— Selected extract —
3. When do you recall first being captivated by cooking?
When I was 6, I was given a Betty Crocker Easy Bake oven. It was a green plastic replica ... you could make a cake which probably tasted like cardboard but there was always a grown-up around who would say that was the best cake they'd ever had.
4. Describe your first day working with Julia Child.
She had said to me, "You won't be working in the kitchen." She had office gridlock and she needed a secretary. I lied and said, "I don't want to be in the kitchen." I arrived at her house and it was mayhem. There was a TV crew there filming her and she asked me to make her a lunch using her recipe for fish stew. After filming, we sat down to eat and she said, "This is very good, dearie." I said, "It's your recipe. And I'm glad I'll never be in the kitchen." She said she was glad I had a sense of humour. We cooked together the whole time I was with her.
5. What would Julia have made of the film Julie and Julia about the young woman blogging on her first book, Mastering the Art of French Cooking?
Julia would've been thrilled Meryl Streep was playing her and she portrayed her personality perfectly. She was funny, compassionate and very clever.
6. Julia didn't comment on the blog in the film. What did she think of it, privately?
Julia was one of those people who'd rather say nothing, if she didn't have something nice to say. She had a thing for grammar and punctuation, and it was terrible in the blog. The brilliant editor Judith Jones was invited to the blogger Julie Powell's for dinner and Julia said, "Have you read the blog? The lady can't write." Judith read the blog and cancelled the dinner - but not because it was raining, as the film had it. The blog was also disrespectful. Powell described Julia as a bitch several times. It also wasn't about the food. It was about how Powell could get through the book in the time she'd given herself. She may as well have been a cabinet-maker.

— Data extracts —
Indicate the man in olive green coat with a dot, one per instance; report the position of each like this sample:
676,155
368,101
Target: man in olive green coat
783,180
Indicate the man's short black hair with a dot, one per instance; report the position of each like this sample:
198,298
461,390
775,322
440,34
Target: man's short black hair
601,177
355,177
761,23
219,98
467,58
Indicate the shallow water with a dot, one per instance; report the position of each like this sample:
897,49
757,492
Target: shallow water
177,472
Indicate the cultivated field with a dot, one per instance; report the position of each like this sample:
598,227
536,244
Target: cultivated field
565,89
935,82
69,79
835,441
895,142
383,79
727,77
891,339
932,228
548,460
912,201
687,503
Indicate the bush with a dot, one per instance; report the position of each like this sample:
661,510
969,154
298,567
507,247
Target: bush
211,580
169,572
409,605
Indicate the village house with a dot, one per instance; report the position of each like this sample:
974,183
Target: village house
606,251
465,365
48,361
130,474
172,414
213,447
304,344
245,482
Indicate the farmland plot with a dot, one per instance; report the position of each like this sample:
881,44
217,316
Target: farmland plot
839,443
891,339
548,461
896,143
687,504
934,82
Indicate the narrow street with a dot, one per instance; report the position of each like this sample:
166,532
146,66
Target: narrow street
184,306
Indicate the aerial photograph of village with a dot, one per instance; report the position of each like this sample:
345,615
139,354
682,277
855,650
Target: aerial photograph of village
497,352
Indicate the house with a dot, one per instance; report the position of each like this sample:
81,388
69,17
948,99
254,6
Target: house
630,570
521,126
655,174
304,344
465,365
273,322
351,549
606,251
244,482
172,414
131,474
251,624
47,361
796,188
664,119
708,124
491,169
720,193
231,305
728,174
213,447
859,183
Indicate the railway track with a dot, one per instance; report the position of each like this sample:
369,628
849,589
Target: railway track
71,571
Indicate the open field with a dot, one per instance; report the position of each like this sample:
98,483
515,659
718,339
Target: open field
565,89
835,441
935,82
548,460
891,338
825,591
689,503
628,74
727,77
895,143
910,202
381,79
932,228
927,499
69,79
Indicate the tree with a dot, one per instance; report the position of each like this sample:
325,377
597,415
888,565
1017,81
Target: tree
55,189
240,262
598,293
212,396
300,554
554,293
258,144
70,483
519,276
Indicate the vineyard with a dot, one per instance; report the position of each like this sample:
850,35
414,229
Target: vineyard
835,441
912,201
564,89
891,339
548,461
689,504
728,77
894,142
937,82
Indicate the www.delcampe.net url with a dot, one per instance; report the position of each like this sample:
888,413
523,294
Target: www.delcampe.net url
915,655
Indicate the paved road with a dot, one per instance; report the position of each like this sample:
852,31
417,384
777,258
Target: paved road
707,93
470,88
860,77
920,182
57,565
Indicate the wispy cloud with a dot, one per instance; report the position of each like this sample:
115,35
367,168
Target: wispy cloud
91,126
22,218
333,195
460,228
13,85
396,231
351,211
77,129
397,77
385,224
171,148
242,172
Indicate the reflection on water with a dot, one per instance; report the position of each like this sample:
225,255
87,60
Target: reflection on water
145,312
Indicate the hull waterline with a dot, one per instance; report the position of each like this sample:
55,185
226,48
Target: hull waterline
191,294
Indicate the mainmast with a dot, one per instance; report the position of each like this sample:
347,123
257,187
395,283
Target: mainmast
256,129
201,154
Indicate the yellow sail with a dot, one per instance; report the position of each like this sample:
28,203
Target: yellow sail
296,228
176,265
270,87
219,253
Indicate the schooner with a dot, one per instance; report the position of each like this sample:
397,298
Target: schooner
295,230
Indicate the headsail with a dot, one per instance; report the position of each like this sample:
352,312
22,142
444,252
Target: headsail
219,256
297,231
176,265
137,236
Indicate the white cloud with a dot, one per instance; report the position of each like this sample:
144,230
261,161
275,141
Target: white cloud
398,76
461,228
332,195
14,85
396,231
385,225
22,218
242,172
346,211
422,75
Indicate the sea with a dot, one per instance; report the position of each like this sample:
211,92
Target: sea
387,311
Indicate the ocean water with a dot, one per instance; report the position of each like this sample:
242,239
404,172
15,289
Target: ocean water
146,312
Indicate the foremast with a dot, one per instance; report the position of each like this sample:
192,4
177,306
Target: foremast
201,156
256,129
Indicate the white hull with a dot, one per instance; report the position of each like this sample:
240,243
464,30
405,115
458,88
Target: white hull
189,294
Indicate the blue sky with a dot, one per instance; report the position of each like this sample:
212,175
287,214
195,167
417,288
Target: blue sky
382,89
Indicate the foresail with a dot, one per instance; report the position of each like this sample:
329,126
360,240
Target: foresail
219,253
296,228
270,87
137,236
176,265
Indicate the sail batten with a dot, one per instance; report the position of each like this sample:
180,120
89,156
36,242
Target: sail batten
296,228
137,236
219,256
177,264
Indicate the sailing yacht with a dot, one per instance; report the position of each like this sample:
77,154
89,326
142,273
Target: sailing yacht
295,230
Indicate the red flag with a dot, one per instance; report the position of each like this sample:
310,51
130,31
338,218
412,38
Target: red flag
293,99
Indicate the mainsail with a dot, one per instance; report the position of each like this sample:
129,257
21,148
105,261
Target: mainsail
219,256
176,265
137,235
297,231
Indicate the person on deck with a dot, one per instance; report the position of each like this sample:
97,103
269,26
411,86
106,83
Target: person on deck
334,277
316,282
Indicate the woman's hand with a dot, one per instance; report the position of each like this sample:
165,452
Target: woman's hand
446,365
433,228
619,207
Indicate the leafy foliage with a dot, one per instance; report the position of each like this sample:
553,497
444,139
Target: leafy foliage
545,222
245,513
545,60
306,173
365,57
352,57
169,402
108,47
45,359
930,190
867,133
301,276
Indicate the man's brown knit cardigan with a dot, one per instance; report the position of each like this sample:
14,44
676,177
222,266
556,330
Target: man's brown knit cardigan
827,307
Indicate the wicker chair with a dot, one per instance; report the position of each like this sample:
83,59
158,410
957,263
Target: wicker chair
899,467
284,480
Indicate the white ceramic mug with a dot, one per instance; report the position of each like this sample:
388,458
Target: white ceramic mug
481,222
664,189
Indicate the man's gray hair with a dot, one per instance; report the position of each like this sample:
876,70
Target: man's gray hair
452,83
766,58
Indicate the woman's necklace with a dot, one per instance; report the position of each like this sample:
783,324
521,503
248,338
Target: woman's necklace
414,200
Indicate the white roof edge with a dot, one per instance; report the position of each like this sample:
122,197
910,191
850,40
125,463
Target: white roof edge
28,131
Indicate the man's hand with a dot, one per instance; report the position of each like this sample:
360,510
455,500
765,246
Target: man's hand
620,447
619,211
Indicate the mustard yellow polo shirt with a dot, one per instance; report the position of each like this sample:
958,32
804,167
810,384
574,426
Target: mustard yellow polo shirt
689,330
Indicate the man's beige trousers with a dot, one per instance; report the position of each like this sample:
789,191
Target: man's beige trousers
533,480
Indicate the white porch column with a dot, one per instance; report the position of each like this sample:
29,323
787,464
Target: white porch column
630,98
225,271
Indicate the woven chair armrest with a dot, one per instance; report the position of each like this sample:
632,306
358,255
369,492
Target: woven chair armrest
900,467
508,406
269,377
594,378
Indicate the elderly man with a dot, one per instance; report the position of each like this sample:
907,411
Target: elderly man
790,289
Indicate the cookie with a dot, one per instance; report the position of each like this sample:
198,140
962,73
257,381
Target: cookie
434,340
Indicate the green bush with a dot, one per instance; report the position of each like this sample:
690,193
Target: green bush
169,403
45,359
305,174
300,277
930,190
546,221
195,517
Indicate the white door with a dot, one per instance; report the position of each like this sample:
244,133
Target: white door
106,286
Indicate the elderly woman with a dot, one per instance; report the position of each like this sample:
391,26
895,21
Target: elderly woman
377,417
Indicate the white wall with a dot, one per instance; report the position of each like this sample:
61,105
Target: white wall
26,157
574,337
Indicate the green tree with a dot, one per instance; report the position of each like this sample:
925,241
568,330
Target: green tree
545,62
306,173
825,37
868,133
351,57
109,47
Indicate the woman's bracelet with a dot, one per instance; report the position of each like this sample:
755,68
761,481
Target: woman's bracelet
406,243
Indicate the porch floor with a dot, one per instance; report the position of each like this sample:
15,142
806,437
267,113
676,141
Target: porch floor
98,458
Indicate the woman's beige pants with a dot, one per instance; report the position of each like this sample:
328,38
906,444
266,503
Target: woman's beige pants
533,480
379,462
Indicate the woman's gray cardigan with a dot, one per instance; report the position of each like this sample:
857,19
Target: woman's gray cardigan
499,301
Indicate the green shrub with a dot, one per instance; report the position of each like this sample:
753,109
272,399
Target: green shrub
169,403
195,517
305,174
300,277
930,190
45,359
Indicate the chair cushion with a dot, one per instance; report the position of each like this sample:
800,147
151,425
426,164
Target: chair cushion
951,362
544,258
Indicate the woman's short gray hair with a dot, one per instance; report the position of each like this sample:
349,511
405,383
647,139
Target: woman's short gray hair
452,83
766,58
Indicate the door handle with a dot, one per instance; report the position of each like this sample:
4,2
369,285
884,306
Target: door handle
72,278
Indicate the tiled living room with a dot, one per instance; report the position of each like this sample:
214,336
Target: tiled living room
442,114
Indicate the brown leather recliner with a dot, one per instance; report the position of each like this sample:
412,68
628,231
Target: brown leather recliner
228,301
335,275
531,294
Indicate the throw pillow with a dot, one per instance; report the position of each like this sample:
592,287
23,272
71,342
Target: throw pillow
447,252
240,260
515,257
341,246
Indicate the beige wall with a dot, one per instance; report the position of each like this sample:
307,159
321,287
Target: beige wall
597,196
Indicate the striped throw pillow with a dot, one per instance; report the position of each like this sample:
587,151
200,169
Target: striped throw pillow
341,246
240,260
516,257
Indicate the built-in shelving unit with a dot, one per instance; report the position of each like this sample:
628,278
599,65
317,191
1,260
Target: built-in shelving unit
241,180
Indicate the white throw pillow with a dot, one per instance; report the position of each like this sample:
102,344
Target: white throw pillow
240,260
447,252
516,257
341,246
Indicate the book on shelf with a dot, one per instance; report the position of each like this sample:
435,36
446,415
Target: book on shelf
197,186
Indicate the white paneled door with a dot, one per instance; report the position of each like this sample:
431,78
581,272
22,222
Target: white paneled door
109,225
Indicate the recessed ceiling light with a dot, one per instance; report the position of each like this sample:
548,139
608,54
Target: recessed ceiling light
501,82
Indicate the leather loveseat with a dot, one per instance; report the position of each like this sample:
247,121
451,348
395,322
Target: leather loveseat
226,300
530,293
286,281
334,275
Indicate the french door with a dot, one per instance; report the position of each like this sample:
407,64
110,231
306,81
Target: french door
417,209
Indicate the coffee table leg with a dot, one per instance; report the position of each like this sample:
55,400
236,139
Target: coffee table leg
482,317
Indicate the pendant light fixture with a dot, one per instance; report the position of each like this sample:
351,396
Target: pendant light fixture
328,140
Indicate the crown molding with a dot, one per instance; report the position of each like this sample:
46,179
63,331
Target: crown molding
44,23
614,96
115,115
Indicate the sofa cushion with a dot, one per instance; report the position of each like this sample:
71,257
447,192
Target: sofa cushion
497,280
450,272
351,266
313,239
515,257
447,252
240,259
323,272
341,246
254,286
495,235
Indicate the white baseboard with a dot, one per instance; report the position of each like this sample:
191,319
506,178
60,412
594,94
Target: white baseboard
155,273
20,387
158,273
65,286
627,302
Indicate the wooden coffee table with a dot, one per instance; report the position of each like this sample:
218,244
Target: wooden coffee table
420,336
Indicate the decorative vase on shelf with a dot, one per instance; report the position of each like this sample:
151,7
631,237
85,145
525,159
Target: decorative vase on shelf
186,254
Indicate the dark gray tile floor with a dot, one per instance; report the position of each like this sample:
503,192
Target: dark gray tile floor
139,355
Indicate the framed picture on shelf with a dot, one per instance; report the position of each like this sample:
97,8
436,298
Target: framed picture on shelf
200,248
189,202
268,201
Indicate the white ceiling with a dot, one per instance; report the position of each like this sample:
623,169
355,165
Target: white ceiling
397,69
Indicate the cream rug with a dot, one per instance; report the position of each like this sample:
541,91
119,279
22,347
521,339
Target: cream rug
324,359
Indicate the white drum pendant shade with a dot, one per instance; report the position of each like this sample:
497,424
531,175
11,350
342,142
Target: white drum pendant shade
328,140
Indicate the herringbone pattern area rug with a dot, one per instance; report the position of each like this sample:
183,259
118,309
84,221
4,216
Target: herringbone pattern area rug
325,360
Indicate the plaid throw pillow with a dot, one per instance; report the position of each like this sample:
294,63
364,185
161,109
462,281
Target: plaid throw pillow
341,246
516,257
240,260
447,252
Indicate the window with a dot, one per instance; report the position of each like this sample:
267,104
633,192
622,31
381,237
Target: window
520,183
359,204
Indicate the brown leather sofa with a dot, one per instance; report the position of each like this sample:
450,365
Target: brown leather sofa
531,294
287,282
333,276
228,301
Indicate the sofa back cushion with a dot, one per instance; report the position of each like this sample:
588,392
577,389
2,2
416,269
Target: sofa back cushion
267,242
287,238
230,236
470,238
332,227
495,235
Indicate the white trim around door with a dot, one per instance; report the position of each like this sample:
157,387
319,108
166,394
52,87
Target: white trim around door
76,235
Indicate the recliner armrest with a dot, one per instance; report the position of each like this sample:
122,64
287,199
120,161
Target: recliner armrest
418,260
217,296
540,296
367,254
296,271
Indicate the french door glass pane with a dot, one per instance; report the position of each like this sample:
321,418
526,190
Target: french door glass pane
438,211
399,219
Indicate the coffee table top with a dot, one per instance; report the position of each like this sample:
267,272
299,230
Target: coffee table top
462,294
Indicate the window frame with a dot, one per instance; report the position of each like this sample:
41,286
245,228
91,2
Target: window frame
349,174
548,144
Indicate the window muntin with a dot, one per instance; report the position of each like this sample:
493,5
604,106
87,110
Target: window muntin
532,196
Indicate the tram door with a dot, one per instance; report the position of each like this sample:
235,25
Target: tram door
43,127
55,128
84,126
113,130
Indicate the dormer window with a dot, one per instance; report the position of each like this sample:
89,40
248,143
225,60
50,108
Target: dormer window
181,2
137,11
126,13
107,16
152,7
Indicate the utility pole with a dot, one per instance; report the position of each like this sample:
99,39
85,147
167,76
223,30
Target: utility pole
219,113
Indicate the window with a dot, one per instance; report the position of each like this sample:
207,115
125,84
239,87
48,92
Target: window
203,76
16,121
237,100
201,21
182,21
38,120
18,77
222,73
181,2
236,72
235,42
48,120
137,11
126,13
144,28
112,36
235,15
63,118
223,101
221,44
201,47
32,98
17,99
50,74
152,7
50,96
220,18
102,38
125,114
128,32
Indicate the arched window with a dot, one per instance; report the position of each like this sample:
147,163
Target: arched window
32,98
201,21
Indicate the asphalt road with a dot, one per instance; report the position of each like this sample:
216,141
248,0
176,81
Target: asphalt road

— Questions on the material —
**A.** From the Julia Child interview, copy the passage between "When I was 6, I" and "was with her.", inclusive.
**B.** According to the Julia Child interview, what was the speaker given at age 6?

— Solutions in order —
**A.**
When I was 6, I was given a Betty Crocker Easy Bake oven. It was a green plastic replica ... you could make a cake which probably tasted like cardboard but there was always a grown-up around who would say that was the best cake they'd ever had.
4. Describe your first day working with Julia Child.
She had said to me, "You won't be working in the kitchen." She had office gridlock and she needed a secretary. I lied and said, "I don't want to be in the kitchen." I arrived at her house and it was mayhem. There was a TV crew there filming her and she asked me to make her a lunch using her recipe for fish stew. After filming, we sat down to eat and she said, "This is very good, dearie." I said, "It's your recipe. And I'm glad I'll never be in the kitchen." She said she was glad I had a sense of humour. We cooked together the whole time I was with her.

**B.** A Betty Crocker Easy Bake oven.